____ SUPPLIED DATA
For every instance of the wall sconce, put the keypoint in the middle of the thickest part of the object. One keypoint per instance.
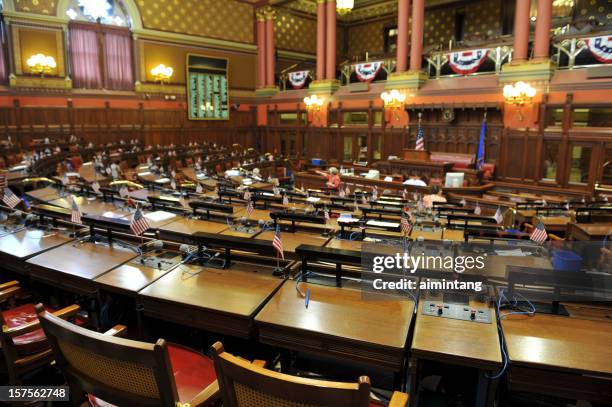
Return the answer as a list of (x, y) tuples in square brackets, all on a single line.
[(41, 64), (314, 104), (162, 73), (394, 101), (519, 94)]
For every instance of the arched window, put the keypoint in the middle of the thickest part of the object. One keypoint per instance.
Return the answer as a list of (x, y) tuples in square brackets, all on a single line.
[(100, 45), (111, 12)]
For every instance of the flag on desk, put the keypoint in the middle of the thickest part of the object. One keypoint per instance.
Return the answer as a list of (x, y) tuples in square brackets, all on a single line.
[(480, 155), (10, 199), (139, 223), (75, 215), (405, 223), (249, 209), (420, 141), (539, 234), (277, 243), (499, 218)]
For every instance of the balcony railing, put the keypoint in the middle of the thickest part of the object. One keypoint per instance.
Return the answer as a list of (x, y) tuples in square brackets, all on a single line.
[(582, 51)]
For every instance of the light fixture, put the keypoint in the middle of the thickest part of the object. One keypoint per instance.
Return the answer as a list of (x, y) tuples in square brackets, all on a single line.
[(519, 94), (41, 64), (313, 103), (162, 73), (344, 6), (393, 101)]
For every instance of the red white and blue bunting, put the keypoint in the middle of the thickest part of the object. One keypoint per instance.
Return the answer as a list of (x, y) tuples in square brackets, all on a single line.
[(467, 62), (601, 48), (367, 71), (298, 79)]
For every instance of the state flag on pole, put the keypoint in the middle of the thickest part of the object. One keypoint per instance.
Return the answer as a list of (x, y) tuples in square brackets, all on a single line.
[(10, 199), (139, 223), (277, 243), (499, 218), (539, 234), (75, 215)]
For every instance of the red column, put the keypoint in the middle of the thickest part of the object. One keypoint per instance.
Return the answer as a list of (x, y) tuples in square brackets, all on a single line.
[(521, 29), (330, 71), (543, 24), (270, 48), (321, 39), (416, 47), (403, 15), (261, 49)]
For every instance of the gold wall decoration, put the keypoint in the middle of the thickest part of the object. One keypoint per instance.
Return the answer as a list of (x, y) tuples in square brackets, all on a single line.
[(295, 33), (221, 19), (48, 7)]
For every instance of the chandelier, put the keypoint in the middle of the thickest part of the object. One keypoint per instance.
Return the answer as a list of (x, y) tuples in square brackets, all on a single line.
[(344, 6)]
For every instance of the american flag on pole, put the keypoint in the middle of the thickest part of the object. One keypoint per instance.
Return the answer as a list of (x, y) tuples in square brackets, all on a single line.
[(405, 223), (539, 234), (499, 218), (249, 209), (420, 141), (75, 216), (10, 199), (139, 223), (277, 243)]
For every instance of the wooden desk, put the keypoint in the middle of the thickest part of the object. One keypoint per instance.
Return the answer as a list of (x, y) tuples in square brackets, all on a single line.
[(293, 240), (182, 228), (338, 323), (129, 278), (589, 231), (220, 301), (73, 268), (19, 246), (560, 356), (457, 342)]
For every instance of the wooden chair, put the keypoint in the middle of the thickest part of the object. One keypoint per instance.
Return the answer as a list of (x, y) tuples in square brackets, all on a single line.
[(245, 384), (24, 344), (126, 372)]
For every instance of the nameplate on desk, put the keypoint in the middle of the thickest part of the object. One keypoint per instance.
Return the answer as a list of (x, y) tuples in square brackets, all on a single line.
[(382, 224)]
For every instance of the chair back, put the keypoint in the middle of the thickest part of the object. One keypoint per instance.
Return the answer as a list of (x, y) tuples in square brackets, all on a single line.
[(245, 384), (119, 371)]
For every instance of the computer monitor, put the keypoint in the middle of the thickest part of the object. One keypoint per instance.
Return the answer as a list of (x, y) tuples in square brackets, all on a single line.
[(454, 180)]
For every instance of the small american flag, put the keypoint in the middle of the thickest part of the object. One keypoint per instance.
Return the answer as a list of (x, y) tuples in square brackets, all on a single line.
[(539, 234), (420, 141), (75, 216), (499, 218), (139, 223), (405, 223), (277, 243), (10, 199), (249, 209)]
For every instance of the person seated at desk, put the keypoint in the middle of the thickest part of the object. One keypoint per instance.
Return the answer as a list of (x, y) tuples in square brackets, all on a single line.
[(435, 196), (333, 178), (415, 180)]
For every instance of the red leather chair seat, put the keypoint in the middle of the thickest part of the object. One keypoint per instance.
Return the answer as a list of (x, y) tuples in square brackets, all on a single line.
[(32, 342), (193, 372)]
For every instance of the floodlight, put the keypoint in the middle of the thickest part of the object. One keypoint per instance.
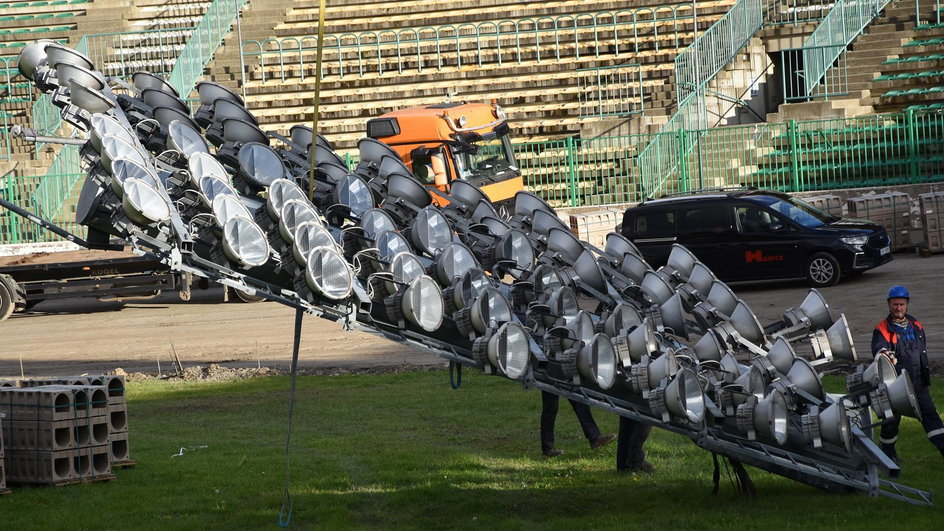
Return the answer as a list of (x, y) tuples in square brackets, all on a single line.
[(813, 310), (146, 80), (294, 213), (430, 231), (622, 318), (682, 397), (454, 260), (595, 361), (352, 192), (186, 140), (765, 416), (328, 274), (831, 425), (390, 244), (376, 221), (143, 204), (244, 243), (259, 166), (508, 349), (308, 237), (123, 169)]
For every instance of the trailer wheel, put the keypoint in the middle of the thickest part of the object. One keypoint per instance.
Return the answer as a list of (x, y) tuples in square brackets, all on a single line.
[(6, 301)]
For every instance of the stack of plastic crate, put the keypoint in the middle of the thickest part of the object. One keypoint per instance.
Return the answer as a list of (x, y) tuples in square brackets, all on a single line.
[(55, 434), (892, 210)]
________
_THE PROBLEM_
Copy all of the lines above word for word, leaving out the pictures.

_COMPLETE OUTPUT_
For every instance of the wall sconce, put the keypoint in the middle of the thickest part of the object. One keypoint per instance.
Return the answer as a list of (x, y) tuples in square brackets, all on a single line.
[(41, 64), (314, 104), (162, 73), (394, 101), (519, 94)]
For every instance of the arched window, put the keypoint in the middle of the thickest part of the object. One keypoint per instance.
Return the answer as a list of (x, y) tuples in square brackets, all on a single line.
[(100, 45), (111, 12)]
For every instance of the flag on desk, put the keypoint in the middle of the thickest part of the object. One keypoint per instance.
Return the answer as a list of (x, y) tuples in square brackets, all on a single line.
[(480, 155), (10, 199), (139, 223), (75, 215), (405, 223), (249, 209), (420, 141), (539, 234), (277, 243), (499, 218)]
For every instance of the balcony railing, put the keypoint in the middle of the thickest part of the object. One keypoint per instance.
Return the answer as a list of (x, y) tuples in square brackets, all on a single line.
[(582, 51)]
For every instance of the light fixture, put the keypoint in the middle of the thickest part of the object. One keypoint per instance.
Return the answer as a list of (x, y) tuples in square brackets, all on a single line.
[(519, 94), (41, 64), (313, 103), (162, 73), (344, 6), (393, 101)]
For every instance of the red white and blue bunting, put the keypoint in the middle of the thickest part of the object. One keypoint per instance.
Return the answer as a list of (x, y) tuples in square brackets, all on a single line.
[(467, 62), (601, 48), (367, 71), (298, 79)]
For every instance of the state flag on pole, put the keypoint in the middle of the thickest part of the object. One keypoint per instance.
Return the answer as a list of (x, y) tuples in square brackets, all on a single line.
[(10, 199), (139, 223), (277, 243), (499, 218), (539, 234), (75, 215)]
For every instance of the red column, put the keypoint in the middle of the thickest part of the object. One keypoint per instance.
Return the answer as a list of (x, y) tuples in square brackets, all on a single line.
[(521, 29), (330, 71), (543, 24), (270, 48), (321, 39), (416, 47), (403, 15), (261, 49)]
For every instance of the gold wall decoration, put the keypoint in the middle of the thickest part of the object. One keypoint per instance.
Return the answer as a list of (x, y) tuples in square brackets, all on a single line.
[(295, 33), (221, 19), (48, 7)]
For every instance of the chandelier, put the keypoint in the middle of the thickest part of the object. One keypoint per instance.
Return the answer as a list of (x, y) tuples in square brackets, all on a single line.
[(344, 6)]
For every instance of the american flag on pole, put the keypoint in the middle of the thickest part of the object. One keypoint per instance.
Return the answer as a list of (x, y) tuples in square brackets, all on a single line.
[(405, 223), (539, 234), (499, 218), (249, 209), (420, 141), (75, 216), (10, 199), (139, 223), (277, 243)]
For every instance of the wooden desk, put the keypoint in the middle of the thickest part of the object. One keypoint per instance.
Return the answer as a list of (x, y) tuples in square brackets, all on a single line.
[(293, 240), (182, 228), (338, 323), (129, 278), (589, 231), (220, 301), (73, 268), (19, 246), (560, 356), (457, 342)]
For every instance of the wooden chair, put the keypoint in the middle of the thickest part of the object. One keypoint per instance.
Return the answer as a list of (x, y) tuples in square brackets, all on a single line.
[(245, 384), (24, 344), (126, 372)]
For every instance of the nameplate on desk, put the keypoint in the middle of the thickest part of the object. One keypoint per instance.
Return the answer as a list of (x, y) tuples in square brackets, all on a single line.
[(382, 224)]
For every instance of the chair back, put the keypoint in the middle of the thickest part of the object. One keypoint per instance.
Return the answer as a list of (x, y) tuples in square brackets, all on a single line.
[(245, 384), (119, 371)]
For every instance of the computer monitor, put the keypoint in the middle of the thickest part of the object. One keypoint per instance.
Return the answer as a list of (x, y) tuples in square brackets, all on a single line.
[(454, 180)]
For every instance of the small american flag, put the keypoint in the middle of the thickest part of the object. One keypoint per instance.
Return the answer as a list of (x, y) tuples in square brackets, all on a single line.
[(539, 234), (420, 141), (75, 216), (499, 218), (139, 223), (405, 223), (277, 243), (10, 199), (249, 209)]
For every instance of the person seated at desk, put the keypoint in the middle of the thickest part of the object. One keypoint per instance.
Return the answer as a list of (x, y) tuples in square brackets, all on a single line.
[(435, 196), (333, 178), (415, 180)]
For every instance of the red leather chair seat, put the keypoint in the middle of the thickest part of the object. One keypoint per instance.
Return the answer as a list of (x, y) tuples in square brackets, all on a single line.
[(32, 342), (193, 372)]
For every instance of the floodlight, put the keypoint in the middle of the thickest part of the object. One keypoint per instance.
Return the answer as a list of (x, y) tuples in square brackets, all on a single line.
[(813, 310), (146, 80), (294, 213), (430, 231), (622, 318), (682, 397), (454, 260), (595, 361), (352, 192), (186, 140), (765, 416), (328, 274), (831, 425), (390, 244), (376, 221), (143, 204), (244, 243), (259, 166), (508, 349), (308, 237), (123, 169)]
For every instance of the trailer wheel, put the keypoint in the middle of the thickest part of the object. One keypoint per instance.
Return the answer as a list of (x, y) tuples in square brackets, all on a single line.
[(6, 301)]
For every instance of the stack of plastic crate, put the keypoint in the middle of the thickest part of the object. One keypoint per instance.
Return the answer as a list of (x, y) tuples in square brackets, all on a single line.
[(55, 434), (892, 210)]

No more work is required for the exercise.